[Passage given]

The MOSFET is not latching, it is simply doing what you've asked it to do. P-channel MOSFETs are switched by a negative voltage between the gate and source. Or, more simply, the gate voltage must be at a lower potential than the source to turn it on.

If you have 12V attached to the source of that MOSFET, then you must drive the gate with that same potential, 12V, to turn it off. This is equal to 0V from gate to source.

Likewise, assuming a turn-on voltage of 10V (the standard for MOSFETs), this is actually -10V gate-to-source, so reusing the 12V example, you would need to drive the gate with 2V, to fully turn on the MOSFET. This is -10V gate-to-source.

The reason your P-channel MOSFET 'latches' (not really latching, just behaving as expected) when you connect 12V, is because no matter what, you have -7V gate-to-source. When there is 5V on the gate, the MOSFET is on because you're keeping -7V on the gate (12V-5V=7V), which is more than enough to turn on any MOSFET. The threshold is usually -4.5V, and lower for logic level MOSFETs. If your ATMega's output goes high, you pull the gate of the MOSFET close to ground potential, driving the gate with -12V.

So your circuit is only capable of driving the MOSFET's gate in two modes: on, and really on.

[Data excerpt]
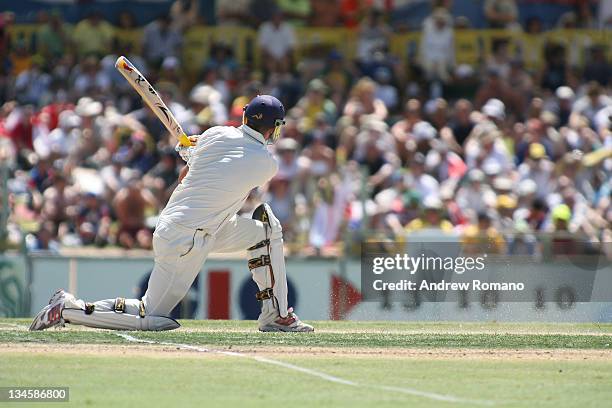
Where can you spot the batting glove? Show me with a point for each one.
(186, 151)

[Goal A]
Restate the explanation of the P-channel MOSFET circuit from "Likewise, assuming a" to "and really on.", renaming "gate-to-source" as "G-S" wherever it occurs.
[Goal B]
According to the explanation of the P-channel MOSFET circuit, what is the usual threshold voltage?
[Goal C]
Pick up the explanation of the P-channel MOSFET circuit after its final sentence and carry it forward.

[Task answer A]
Likewise, assuming a turn-on voltage of 10V (the standard for MOSFETs), this is actually -10V G-S, so reusing the 12V example, you would need to drive the gate with 2V, to fully turn on the MOSFET. This is -10V G-S.

The reason your P-channel MOSFET 'latches' (not really latching, just behaving as expected) when you connect 12V, is because no matter what, you have -7V G-S. When there is 5V on the gate, the MOSFET is on because you're keeping -7V on the gate (12V-5V=7V), which is more than enough to turn on any MOSFET. The threshold is usually -4.5V, and lower for logic level MOSFETs. If your ATMega's output goes high, you pull the gate of the MOSFET close to ground potential, driving the gate with -12V.

So your circuit is only capable of driving the MOSFET's gate in two modes: on, and really on.

[Task answer B]
It is usually -4.5V, and lower for logic level MOSFETs.

[Task answer C]
It works at 5V because now, your gate drive voltage is able to match the source voltage, and you switch it between 0V gate-to-source, and -5V gate-to-source.

You will have to redesign that part of your circuit for it to work correctly. A common trick is to simply use a pull-up resistor between the gate and the source. This will keep the gate pulled up so it will default to the 'off' position. Now, you can simply use an npn transistor to pull the gate to ground to turn the MOSFET on. And who doesn't like making their circuit simpler?

A word of warning: what I described above will only work as long as the maximum gate to source voltage rating is observed. This is typically 20V, so 12V is no problem. But if you had, say, 30V on the source, then you will likely damage or destroy the MOSFET by pulling its gate to ground. This is would cause 30V across the gate and source.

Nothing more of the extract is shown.